#### [WRITTEN EXERCISE]
Duplicate the records below word for word, from the line that contains "Where can the table" through the line that contains "column 142, row 287", both ends included, and nothing else.

======== EXTRACTED ENTRIES ========

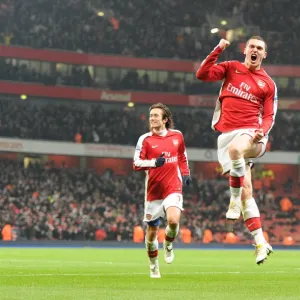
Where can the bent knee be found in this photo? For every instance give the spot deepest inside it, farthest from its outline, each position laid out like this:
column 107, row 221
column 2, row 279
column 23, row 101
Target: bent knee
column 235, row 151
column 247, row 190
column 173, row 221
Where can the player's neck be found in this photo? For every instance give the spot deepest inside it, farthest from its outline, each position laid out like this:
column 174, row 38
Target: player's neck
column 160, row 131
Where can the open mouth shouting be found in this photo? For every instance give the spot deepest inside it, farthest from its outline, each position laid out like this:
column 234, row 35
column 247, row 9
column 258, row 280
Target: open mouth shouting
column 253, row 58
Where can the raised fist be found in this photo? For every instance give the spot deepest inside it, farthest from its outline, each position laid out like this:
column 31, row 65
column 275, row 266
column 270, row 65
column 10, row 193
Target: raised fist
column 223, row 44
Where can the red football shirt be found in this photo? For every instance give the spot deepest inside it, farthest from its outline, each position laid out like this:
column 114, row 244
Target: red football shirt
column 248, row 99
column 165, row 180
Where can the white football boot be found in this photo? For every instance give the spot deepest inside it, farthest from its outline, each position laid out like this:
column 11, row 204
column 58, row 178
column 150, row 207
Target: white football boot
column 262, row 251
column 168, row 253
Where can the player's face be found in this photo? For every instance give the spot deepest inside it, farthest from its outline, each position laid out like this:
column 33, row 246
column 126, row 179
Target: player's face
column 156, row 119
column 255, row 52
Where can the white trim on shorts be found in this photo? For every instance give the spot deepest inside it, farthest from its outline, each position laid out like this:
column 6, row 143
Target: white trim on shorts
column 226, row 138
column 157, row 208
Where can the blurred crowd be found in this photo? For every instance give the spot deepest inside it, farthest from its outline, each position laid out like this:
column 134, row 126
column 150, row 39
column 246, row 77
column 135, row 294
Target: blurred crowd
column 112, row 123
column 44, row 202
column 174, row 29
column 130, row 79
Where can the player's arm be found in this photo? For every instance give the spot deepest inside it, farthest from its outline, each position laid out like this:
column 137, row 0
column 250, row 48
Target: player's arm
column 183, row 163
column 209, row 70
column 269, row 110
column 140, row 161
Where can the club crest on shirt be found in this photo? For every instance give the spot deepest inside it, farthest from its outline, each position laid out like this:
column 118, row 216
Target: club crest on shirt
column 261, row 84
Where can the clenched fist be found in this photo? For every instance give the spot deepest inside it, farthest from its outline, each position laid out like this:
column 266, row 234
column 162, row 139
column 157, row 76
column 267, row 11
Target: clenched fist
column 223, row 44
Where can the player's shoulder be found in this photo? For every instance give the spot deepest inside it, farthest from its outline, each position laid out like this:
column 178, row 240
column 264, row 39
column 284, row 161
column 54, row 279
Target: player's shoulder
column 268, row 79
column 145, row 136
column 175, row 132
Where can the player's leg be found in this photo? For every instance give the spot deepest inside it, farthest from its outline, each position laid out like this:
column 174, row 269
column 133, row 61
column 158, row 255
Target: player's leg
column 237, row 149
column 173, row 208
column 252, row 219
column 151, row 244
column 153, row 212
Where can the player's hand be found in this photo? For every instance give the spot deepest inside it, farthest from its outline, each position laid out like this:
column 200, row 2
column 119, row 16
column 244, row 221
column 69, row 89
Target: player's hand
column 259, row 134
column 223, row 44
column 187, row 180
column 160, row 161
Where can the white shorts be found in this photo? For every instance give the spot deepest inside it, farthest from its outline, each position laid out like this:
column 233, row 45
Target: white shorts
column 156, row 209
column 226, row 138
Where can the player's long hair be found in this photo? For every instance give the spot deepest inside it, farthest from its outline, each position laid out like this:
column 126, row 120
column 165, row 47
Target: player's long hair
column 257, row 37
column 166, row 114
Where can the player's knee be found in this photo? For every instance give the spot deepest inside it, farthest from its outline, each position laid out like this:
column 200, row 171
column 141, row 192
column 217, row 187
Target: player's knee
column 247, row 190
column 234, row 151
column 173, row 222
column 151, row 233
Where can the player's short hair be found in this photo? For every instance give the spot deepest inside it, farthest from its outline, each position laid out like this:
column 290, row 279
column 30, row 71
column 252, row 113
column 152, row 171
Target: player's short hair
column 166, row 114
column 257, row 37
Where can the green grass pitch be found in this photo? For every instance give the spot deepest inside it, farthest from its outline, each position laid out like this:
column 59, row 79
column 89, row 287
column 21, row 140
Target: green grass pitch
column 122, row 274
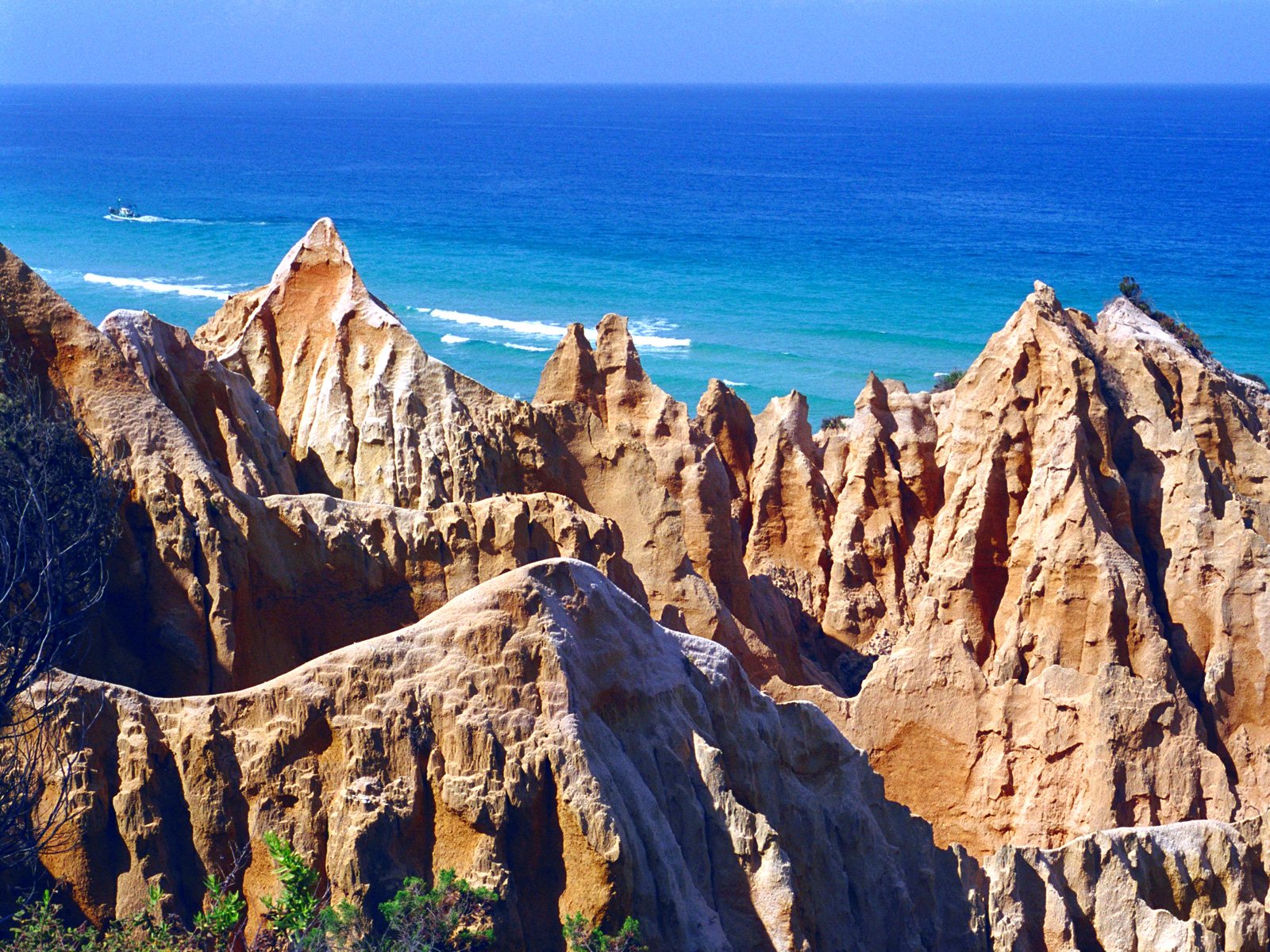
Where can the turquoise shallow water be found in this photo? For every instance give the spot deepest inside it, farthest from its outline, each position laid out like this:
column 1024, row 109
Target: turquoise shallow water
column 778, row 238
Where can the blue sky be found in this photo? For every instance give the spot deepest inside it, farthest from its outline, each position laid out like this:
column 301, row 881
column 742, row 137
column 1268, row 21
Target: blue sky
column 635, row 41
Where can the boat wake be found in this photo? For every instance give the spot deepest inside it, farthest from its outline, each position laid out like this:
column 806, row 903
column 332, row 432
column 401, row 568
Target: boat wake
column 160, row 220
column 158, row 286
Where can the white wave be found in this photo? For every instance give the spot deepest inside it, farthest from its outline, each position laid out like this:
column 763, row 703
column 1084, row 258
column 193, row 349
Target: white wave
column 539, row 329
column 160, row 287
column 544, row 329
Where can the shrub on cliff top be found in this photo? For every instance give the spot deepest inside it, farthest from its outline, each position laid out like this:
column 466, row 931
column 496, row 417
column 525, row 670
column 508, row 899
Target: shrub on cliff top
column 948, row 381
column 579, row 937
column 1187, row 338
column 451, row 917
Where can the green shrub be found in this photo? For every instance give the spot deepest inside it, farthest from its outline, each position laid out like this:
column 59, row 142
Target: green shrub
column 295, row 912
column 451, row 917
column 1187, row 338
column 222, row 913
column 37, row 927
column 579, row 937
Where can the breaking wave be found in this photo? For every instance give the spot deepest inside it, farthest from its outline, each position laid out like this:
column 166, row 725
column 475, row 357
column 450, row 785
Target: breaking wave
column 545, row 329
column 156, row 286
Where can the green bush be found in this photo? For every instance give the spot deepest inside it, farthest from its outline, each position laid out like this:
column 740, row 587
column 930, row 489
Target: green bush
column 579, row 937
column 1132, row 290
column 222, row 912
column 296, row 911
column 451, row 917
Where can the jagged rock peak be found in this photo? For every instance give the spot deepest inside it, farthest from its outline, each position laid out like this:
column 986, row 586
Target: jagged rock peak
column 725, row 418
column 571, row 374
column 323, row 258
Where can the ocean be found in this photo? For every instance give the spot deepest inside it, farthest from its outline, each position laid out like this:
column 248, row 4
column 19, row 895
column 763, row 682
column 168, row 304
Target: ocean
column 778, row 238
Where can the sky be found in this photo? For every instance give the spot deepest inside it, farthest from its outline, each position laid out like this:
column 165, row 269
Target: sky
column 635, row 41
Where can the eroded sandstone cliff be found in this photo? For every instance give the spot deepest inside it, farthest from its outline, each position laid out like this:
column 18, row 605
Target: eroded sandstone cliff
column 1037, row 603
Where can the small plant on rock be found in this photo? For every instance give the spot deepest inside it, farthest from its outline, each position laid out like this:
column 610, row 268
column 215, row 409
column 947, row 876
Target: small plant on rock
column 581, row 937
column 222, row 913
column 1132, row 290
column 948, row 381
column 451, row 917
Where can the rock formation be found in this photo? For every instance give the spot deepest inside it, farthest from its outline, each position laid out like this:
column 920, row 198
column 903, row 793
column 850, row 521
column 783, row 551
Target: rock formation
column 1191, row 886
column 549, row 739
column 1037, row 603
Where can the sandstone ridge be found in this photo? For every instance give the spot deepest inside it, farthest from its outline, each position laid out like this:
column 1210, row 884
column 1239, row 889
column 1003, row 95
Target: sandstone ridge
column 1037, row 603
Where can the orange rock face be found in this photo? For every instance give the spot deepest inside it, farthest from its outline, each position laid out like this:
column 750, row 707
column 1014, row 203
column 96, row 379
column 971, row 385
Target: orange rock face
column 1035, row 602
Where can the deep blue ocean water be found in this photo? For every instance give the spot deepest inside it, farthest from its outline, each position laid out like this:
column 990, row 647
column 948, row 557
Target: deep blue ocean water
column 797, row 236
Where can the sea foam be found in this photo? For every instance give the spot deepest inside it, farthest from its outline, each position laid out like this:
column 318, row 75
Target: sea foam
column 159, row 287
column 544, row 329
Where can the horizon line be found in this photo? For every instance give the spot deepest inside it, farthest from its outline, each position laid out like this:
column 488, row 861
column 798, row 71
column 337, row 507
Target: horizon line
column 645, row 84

========
======== EXTRACTED ENTRIES ========

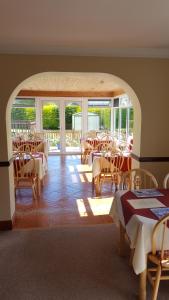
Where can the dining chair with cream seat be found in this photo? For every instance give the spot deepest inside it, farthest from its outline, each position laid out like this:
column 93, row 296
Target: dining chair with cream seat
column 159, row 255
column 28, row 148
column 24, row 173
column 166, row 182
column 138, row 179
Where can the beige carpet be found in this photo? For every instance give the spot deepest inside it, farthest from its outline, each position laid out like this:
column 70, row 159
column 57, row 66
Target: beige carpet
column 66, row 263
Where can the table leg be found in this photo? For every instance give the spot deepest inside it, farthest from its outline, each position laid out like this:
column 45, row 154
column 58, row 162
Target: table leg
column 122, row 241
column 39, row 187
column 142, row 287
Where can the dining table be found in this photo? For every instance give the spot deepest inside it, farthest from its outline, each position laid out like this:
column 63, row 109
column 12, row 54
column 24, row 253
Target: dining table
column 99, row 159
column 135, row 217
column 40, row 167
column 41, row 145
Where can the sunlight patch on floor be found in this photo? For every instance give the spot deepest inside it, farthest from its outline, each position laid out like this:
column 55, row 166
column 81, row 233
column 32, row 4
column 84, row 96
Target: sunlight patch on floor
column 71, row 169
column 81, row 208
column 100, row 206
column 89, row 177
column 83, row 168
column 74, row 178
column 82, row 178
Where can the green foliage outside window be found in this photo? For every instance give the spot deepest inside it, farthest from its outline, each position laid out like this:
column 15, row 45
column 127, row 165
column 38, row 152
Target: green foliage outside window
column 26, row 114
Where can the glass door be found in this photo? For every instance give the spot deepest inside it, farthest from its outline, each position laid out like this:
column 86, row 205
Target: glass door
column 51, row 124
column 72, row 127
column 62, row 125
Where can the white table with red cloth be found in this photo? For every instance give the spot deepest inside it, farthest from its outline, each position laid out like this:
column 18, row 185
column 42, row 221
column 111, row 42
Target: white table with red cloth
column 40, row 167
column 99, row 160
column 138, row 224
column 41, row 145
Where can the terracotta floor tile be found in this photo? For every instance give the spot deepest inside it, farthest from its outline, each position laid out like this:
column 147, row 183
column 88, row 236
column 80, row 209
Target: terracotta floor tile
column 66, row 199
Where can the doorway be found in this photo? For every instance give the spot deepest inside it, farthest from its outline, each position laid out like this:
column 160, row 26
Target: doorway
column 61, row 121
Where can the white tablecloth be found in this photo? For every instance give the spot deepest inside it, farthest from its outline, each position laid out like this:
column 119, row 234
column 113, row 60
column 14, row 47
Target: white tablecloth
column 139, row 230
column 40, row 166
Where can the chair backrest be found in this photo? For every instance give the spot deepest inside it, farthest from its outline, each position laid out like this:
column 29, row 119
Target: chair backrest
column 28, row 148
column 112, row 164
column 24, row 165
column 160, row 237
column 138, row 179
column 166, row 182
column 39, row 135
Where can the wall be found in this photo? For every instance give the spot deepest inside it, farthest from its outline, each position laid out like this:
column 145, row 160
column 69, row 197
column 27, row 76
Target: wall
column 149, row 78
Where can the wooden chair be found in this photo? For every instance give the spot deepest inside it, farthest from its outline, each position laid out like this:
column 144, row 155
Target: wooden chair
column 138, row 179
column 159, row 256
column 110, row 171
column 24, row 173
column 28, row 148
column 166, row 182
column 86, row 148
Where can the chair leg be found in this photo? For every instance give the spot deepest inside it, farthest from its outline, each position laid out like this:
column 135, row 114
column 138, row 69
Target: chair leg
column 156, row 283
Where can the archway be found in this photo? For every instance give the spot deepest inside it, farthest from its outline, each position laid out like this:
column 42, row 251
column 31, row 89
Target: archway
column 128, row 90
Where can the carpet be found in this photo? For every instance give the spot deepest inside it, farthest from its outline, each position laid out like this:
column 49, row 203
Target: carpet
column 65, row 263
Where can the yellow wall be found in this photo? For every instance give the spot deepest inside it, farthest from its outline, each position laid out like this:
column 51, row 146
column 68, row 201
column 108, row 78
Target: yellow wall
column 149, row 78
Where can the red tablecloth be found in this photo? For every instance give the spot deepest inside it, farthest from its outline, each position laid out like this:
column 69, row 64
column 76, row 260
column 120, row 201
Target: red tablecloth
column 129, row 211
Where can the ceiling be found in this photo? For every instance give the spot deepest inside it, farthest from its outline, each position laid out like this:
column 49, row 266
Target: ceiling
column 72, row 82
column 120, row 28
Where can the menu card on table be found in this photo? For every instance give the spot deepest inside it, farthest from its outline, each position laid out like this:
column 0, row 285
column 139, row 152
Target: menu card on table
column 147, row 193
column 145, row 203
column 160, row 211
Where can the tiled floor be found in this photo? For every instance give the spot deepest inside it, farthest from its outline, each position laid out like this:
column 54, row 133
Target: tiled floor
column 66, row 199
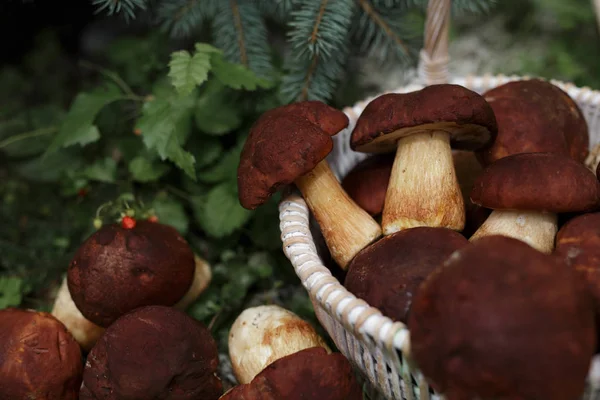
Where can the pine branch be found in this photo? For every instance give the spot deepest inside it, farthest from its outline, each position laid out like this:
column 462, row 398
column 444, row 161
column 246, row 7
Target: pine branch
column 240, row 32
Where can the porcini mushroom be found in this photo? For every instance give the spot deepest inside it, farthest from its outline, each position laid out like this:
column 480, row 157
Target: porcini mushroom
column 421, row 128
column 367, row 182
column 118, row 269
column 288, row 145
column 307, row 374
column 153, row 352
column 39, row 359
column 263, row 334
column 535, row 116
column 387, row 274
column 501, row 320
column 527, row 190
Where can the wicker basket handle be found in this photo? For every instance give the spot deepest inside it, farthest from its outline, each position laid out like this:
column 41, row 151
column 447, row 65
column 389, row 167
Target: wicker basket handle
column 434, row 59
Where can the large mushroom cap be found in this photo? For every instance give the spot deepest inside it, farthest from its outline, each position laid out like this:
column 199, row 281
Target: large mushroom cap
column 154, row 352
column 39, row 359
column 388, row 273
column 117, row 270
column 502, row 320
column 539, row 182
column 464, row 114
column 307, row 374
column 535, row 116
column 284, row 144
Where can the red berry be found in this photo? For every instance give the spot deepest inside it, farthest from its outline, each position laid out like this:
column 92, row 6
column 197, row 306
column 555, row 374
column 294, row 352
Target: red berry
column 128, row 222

========

#### [RESULT BELOW]
Where can the table leg be found in this photo? For every instance give the spot deepest inside it, farthest from its outline, each position laid out like this:
column 45, row 154
column 58, row 162
Target: table leg
column 122, row 241
column 39, row 187
column 142, row 287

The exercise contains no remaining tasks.